PROBLEM TO WORK ON:
Extract each line from the entries below that has the string "single" in it.

Point localization data:
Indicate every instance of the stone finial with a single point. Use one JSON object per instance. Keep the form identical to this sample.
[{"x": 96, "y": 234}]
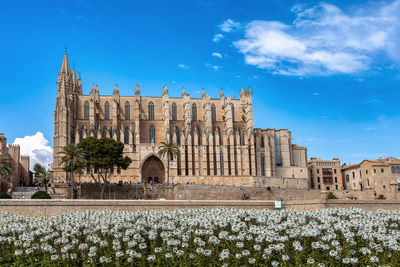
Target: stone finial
[
  {"x": 165, "y": 90},
  {"x": 65, "y": 66},
  {"x": 241, "y": 92}
]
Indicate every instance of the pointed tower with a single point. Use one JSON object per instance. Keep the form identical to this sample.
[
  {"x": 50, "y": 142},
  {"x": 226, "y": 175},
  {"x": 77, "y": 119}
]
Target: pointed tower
[{"x": 63, "y": 118}]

ANSWER BOX:
Indicate every instance of the stone finial with a single point. Use one JSON object per instance. Keep the form identical to this sample.
Indicate every instance of the pointed tower with a single point. Use one JSON object per instance. Keep the form identical to this sample.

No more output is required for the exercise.